How many lines of the records contain the string "latex", with case taken into account? Give only the number.

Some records
★ ★ ★ ★

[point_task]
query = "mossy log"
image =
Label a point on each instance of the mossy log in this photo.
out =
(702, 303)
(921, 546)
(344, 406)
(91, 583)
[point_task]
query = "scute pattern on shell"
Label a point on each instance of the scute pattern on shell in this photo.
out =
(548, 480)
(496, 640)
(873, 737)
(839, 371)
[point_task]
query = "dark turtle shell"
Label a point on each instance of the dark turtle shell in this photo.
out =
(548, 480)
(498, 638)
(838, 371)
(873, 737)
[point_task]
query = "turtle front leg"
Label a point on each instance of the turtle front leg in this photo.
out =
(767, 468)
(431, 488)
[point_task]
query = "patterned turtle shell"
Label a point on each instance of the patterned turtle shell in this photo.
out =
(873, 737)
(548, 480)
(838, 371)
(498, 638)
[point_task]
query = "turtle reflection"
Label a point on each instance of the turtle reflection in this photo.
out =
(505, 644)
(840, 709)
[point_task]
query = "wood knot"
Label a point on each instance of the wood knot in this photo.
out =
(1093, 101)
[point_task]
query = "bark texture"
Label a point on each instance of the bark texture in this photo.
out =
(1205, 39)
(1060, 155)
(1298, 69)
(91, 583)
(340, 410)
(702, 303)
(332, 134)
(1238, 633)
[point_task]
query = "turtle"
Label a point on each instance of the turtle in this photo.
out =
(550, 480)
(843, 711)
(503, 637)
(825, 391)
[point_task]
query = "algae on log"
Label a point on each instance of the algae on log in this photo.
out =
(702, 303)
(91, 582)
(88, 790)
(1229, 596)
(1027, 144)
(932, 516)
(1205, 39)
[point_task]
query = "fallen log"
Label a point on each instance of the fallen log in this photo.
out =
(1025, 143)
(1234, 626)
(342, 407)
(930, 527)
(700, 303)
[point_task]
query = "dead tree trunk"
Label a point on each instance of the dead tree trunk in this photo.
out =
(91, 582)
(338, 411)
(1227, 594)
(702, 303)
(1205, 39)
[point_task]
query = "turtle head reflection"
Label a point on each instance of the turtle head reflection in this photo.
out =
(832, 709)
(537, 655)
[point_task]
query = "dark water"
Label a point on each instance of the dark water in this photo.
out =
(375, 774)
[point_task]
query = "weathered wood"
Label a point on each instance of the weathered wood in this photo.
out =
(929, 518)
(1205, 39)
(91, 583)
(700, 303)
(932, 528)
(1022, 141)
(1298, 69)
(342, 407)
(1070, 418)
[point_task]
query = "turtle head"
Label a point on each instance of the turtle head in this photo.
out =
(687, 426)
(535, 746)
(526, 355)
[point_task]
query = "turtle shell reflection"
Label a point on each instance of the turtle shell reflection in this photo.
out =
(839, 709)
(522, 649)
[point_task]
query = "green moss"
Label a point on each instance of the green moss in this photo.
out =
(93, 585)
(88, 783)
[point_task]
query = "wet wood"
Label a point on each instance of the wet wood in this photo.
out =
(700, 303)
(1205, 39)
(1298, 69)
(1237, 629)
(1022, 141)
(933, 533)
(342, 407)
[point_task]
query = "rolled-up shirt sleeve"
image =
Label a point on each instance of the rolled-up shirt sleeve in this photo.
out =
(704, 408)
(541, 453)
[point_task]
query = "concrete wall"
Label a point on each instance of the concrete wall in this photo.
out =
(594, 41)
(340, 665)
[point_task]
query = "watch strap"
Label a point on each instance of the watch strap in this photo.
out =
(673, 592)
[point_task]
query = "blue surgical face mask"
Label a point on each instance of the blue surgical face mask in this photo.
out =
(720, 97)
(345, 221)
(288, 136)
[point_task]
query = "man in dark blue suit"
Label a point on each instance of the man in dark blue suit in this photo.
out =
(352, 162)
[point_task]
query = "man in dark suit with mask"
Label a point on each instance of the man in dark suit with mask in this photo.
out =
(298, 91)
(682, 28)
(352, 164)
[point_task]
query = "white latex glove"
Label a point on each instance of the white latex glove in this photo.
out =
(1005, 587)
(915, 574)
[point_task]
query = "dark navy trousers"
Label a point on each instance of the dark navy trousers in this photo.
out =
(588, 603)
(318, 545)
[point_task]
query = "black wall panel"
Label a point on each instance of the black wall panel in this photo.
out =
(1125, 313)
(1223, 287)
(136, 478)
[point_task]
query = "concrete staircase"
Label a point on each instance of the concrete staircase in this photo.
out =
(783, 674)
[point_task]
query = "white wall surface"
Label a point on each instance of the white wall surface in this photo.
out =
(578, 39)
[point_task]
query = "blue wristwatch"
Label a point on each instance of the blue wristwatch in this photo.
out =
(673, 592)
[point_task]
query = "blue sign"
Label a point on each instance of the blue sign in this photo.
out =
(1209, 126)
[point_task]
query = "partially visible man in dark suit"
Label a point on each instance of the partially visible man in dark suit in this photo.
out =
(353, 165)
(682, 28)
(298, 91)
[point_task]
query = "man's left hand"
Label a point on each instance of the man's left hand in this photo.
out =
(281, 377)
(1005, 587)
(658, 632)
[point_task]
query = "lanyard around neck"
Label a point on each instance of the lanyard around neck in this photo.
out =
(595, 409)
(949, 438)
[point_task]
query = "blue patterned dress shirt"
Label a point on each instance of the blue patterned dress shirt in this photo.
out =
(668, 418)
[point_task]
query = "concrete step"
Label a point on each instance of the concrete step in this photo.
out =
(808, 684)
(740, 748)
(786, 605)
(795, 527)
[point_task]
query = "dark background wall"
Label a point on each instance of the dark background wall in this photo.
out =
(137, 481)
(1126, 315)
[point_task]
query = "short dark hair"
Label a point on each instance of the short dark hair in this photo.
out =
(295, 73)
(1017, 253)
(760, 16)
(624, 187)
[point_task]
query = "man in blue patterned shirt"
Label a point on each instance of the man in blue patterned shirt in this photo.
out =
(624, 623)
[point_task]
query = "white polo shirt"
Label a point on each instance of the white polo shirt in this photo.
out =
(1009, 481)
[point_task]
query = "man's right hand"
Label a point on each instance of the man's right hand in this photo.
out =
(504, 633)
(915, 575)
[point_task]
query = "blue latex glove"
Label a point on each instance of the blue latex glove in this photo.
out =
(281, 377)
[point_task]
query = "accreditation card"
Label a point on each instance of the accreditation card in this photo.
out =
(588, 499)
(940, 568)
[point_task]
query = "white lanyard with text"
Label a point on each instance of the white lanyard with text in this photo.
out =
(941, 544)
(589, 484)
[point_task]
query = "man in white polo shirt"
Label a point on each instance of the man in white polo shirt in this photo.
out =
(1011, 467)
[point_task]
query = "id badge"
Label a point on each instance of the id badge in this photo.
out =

★ ★ ★ ★

:: The result ::
4